* Exercise details *
Word by word and line by line, write out all of the records.

* Input material *
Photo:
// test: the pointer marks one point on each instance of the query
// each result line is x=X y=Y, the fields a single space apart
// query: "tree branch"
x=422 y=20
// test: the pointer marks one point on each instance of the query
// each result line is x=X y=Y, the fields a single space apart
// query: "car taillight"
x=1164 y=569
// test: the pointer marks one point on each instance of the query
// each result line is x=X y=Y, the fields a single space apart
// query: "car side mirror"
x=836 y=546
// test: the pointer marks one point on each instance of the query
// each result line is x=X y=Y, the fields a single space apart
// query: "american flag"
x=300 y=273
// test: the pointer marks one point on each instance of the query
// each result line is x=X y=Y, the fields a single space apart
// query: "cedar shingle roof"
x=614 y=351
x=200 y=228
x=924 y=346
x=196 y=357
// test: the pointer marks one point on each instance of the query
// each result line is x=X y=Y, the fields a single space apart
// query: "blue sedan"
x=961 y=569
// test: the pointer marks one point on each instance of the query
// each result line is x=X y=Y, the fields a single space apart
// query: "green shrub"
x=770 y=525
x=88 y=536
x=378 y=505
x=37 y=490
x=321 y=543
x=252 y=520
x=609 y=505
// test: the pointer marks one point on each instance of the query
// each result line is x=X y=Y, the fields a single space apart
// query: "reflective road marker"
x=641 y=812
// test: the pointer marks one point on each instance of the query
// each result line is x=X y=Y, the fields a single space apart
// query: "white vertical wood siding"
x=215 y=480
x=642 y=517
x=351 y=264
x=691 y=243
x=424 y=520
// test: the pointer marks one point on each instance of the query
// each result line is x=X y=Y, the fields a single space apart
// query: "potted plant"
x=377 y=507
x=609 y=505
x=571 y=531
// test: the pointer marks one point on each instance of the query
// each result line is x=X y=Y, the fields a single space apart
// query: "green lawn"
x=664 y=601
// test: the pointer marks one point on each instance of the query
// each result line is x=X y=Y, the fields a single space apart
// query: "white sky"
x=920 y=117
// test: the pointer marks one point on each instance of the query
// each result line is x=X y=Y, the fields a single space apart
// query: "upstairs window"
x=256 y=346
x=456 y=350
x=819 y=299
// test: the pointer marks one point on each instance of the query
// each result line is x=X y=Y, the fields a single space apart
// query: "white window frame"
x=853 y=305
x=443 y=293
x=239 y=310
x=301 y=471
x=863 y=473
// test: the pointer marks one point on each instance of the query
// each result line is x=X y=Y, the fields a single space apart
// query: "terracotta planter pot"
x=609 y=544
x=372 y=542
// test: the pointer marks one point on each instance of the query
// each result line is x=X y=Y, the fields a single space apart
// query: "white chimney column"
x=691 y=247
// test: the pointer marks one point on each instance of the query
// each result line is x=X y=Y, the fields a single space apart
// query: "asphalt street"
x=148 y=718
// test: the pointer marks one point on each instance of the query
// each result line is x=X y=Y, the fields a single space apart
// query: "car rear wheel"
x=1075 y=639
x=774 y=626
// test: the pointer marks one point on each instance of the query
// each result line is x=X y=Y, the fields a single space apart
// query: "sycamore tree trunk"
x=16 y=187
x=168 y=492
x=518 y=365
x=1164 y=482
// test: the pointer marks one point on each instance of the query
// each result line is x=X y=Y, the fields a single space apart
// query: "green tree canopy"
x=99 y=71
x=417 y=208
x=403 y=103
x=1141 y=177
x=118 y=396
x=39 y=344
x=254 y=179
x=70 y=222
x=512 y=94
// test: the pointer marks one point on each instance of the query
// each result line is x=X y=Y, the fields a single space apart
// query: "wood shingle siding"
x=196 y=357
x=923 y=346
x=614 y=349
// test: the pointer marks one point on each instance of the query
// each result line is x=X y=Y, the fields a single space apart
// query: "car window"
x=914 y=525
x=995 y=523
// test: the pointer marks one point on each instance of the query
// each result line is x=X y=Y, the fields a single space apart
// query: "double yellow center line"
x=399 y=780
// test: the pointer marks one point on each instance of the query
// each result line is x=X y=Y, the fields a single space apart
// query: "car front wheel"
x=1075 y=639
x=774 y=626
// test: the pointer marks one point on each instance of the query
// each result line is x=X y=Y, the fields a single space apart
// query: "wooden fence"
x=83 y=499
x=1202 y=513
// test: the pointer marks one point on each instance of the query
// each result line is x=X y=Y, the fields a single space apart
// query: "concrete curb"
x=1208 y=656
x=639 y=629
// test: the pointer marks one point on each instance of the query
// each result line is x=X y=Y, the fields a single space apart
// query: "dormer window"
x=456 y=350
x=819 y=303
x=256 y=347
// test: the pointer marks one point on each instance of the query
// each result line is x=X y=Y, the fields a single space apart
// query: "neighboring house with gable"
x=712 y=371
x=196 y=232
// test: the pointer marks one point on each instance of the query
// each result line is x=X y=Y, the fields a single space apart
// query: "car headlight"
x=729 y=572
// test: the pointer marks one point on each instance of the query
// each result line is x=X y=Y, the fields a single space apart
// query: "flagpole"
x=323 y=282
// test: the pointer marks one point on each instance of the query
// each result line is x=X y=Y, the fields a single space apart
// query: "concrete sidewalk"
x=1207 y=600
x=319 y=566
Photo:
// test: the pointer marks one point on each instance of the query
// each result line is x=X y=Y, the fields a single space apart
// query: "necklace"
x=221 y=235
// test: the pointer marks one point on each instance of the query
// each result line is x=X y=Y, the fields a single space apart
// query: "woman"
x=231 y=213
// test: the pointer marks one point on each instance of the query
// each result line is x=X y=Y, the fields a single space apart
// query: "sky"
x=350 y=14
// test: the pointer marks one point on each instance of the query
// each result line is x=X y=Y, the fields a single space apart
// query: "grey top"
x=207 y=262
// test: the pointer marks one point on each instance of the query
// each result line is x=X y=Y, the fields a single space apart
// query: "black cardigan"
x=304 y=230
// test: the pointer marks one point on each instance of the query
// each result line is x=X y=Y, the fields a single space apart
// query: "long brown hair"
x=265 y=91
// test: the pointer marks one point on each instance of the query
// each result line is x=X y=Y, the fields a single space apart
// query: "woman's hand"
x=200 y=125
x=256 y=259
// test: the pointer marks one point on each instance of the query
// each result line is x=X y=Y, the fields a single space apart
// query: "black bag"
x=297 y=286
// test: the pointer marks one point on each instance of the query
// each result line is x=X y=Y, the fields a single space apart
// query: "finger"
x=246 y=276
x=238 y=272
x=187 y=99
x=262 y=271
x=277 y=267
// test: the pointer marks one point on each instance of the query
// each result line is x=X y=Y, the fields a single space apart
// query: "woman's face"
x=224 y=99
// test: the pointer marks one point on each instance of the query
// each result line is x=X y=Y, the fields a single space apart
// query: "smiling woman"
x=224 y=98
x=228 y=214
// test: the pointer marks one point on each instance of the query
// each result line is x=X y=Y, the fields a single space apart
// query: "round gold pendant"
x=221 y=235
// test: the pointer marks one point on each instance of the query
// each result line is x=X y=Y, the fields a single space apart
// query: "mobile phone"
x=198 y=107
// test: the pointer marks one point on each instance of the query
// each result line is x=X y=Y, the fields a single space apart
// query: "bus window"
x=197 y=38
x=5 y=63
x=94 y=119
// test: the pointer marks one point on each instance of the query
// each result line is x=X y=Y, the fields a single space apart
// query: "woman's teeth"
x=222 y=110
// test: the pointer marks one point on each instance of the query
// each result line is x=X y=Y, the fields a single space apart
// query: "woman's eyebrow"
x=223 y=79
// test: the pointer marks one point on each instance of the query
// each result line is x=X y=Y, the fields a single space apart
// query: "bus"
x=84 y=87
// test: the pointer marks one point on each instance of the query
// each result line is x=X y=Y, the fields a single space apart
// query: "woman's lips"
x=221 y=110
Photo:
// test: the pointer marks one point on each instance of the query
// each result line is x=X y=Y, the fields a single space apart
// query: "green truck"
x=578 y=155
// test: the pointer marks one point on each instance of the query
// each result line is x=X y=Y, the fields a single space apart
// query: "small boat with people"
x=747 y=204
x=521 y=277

* Written reply *
Photo:
// test: the pointer marks one point on each instance of the query
// each result line is x=X y=Y, the fields a single space apart
// query: "tree branch"
x=422 y=20
// test: the pointer marks one point on each instance of the query
// each result line is x=X y=Y, the fields a single space apart
// query: "car taillight"
x=1164 y=569
// test: the pointer marks one point on each instance of the query
// each result line is x=X y=Y, the fields a single space apart
// query: "car side mirror"
x=836 y=546
// test: the pointer marks one point on each instance of the query
// each result line is x=X y=Y, the fields a single space apart
// query: "american flag"
x=300 y=273
// test: the pointer marks one point on each instance of the query
// each result line is x=X y=Y, the fields a single space apart
// query: "cedar shingle roof"
x=614 y=351
x=200 y=228
x=924 y=346
x=196 y=357
// test: the pointer marks one point on each instance of the query
// each result line is x=X y=Y, the fields a single space apart
// query: "blue sedan"
x=961 y=569
// test: the pointer marks one point on each instance of the query
// each result line is x=X y=Y, the fields a single space apart
// query: "green shrub"
x=770 y=525
x=88 y=536
x=378 y=505
x=37 y=490
x=321 y=543
x=252 y=520
x=609 y=505
// test: the pointer marks one point on each instance of the query
// each result line is x=X y=Y, the fields a single space apart
// query: "reflective road marker"
x=641 y=812
// test: the pointer marks one point on each instance of the query
// each result line is x=X y=Y, the fields a single space apart
// query: "white vertical wood siding"
x=215 y=480
x=642 y=517
x=351 y=264
x=691 y=243
x=424 y=520
// test: the pointer marks one point on each instance of the query
// each result line is x=X y=Y, the fields a single space apart
// query: "potted plant"
x=377 y=507
x=609 y=505
x=571 y=531
// test: the pointer marks one point on each instance of the query
// each result line is x=X y=Y, the fields a single space apart
// query: "green lawn"
x=664 y=601
// test: the pointer marks one point on each instance of the query
// each result line is x=X y=Y, the fields a single space apart
// query: "white sky"
x=920 y=117
// test: the pointer marks one point on each instance of the query
// each result line is x=X y=Y, the fields a single space apart
// query: "upstairs window"
x=256 y=346
x=456 y=350
x=819 y=299
// test: the pointer marks one point on each instance of the query
// each result line is x=X y=Y, the fields a single space apart
// query: "white window frame"
x=853 y=305
x=443 y=293
x=239 y=310
x=301 y=471
x=863 y=473
// test: the pointer marks one point on each instance of the query
// each result line is x=X y=Y, the fields a single space apart
// query: "terracotta planter pot"
x=609 y=544
x=372 y=542
// test: the pointer marks one point on each instance of the query
// each result line is x=X y=Y, the fields a single space apart
// query: "white chimney column"
x=691 y=247
// test: the pointer marks one point on each instance of the query
// each result line is x=X y=Y, the fields a single space apart
// query: "asphalt street"
x=148 y=718
// test: the pointer marks one point on each instance of the query
// each result line is x=X y=Y, the fields a single space apart
// query: "car rear wheel"
x=1075 y=639
x=774 y=626
// test: the pointer marks one point on each instance of the query
// each result line is x=X y=Y, the fields a single space apart
// query: "sycamore tree trunk"
x=16 y=187
x=168 y=492
x=518 y=365
x=1164 y=482
// test: the pointer marks one point on each instance of the query
// each result line is x=X y=Y, the fields a single space apart
// query: "green tree canopy"
x=99 y=71
x=417 y=208
x=403 y=103
x=1141 y=177
x=118 y=396
x=39 y=344
x=254 y=179
x=70 y=222
x=512 y=94
// test: the pointer marks one point on each instance of the query
// each result line is x=X y=Y, the fields a single space apart
// query: "wood shingle siding"
x=196 y=357
x=923 y=346
x=614 y=349
// test: the pointer marks one point on each instance of the query
// each result line is x=X y=Y, the fields a single space apart
// query: "car window"
x=914 y=525
x=995 y=523
// test: the pointer marks one point on each instance of the query
// each result line is x=X y=Y, the fields a single space apart
// query: "double yellow center line"
x=399 y=780
// test: the pointer marks one point on each instance of the query
// each result line is x=X y=Y, the fields a single space apart
// query: "car front wheel"
x=1075 y=639
x=774 y=626
// test: the pointer marks one point on each instance of the query
// each result line is x=X y=Y, the fields a single space apart
// query: "wooden fence"
x=83 y=499
x=1202 y=513
// test: the pointer marks one point on each instance of the query
// each result line is x=X y=Y, the fields a single space apart
// query: "concrete curb"
x=1208 y=656
x=639 y=629
// test: the pointer marks one point on each instance of the query
// each result line is x=X y=Y, the fields a single space apart
// query: "dormer window"
x=456 y=350
x=819 y=303
x=256 y=347
// test: the pointer marks one point on each instance of the query
// each result line is x=X y=Y, the fields a single space apart
// query: "neighboring house with gable"
x=712 y=371
x=196 y=232
// test: the pointer marks one point on each instance of the query
// each result line is x=X y=Y, the fields a single space apart
// query: "car headlight"
x=729 y=572
// test: the pointer marks one point on each instance of the query
// each result line is x=X y=Y, the fields a single space apart
// query: "flagpole"
x=323 y=282
// test: the pointer marks one point on each instance of the query
// each result line is x=X y=Y, the fields a single space apart
// query: "concrete sidewalk"
x=1207 y=600
x=319 y=566
Photo:
// test: the pointer marks one point on each instance of the query
// each result line is x=X y=Y, the fields a single space apart
// query: "necklace"
x=221 y=235
// test: the pointer marks one point on each instance of the query
// each result line is x=X y=Y, the fields a single space apart
// query: "woman"
x=231 y=213
// test: the pointer marks one point on each instance of the query
// each result line is x=X y=Y, the fields a single space apart
// query: "sky"
x=350 y=14
// test: the pointer marks one point on each instance of the query
// each result line is x=X y=Y, the fields a single space apart
// query: "grey top"
x=207 y=262
// test: the pointer marks one point on each instance of the query
// each result line is x=X y=Y, the fields a single space apart
// query: "black cardigan"
x=304 y=230
// test: the pointer marks one point on each instance of the query
// each result line is x=X y=Y, the fields a single space apart
// query: "long brown hair"
x=265 y=91
// test: the pointer marks one point on each instance of the query
// each result line is x=X y=Y, the fields a single space apart
// query: "woman's hand"
x=200 y=125
x=256 y=259
// test: the pointer marks one point on each instance of the query
// each result line is x=X y=Y, the fields a single space apart
// query: "black bag"
x=297 y=286
// test: the pointer marks one point on each instance of the query
// each result line is x=X y=Y, the fields a single space apart
// query: "finger"
x=246 y=276
x=238 y=272
x=187 y=99
x=262 y=271
x=277 y=267
// test: the pointer marks one point on each instance of the query
// each result line is x=X y=Y, the fields a single space apart
// query: "woman's face"
x=224 y=99
// test: the pointer marks one point on each instance of the query
// each result line is x=X y=Y, the fields a single space apart
// query: "smiling woman"
x=224 y=98
x=228 y=214
// test: the pointer marks one point on each instance of the query
// each result line is x=X y=Y, the fields a single space apart
// query: "round gold pendant"
x=221 y=235
// test: the pointer marks one point on each instance of the query
// each result line is x=X y=Y, the fields a single space apart
// query: "mobile phone"
x=198 y=107
// test: the pointer marks one point on each instance of the query
// each result line is x=X y=Y, the fields a single space apart
// query: "bus window"
x=197 y=38
x=5 y=63
x=94 y=119
// test: the pointer marks one point on each instance of the query
// each result line is x=X y=Y, the fields a single space apart
// query: "woman's teeth"
x=222 y=110
// test: the pointer marks one point on each instance of the query
// each result line is x=X y=Y, the fields a single space apart
// query: "woman's eyebrow"
x=223 y=79
// test: the pointer marks one point on each instance of the query
// each result line is x=X y=Y, the fields a single space apart
// query: "bus"
x=84 y=87
// test: the pointer marks one point on each instance of the query
// each result line is x=X y=Y, the fields a single space apart
// query: "woman's lips"
x=221 y=110
Photo:
// test: the pointer marks one point on each instance of the query
// each result line is x=X y=Y, the fields a single space apart
// query: "green truck"
x=578 y=155
// test: the pointer marks one point on each instance of the query
// each result line is x=X y=Y, the fields a single space apart
// query: "small boat with people"
x=747 y=204
x=521 y=277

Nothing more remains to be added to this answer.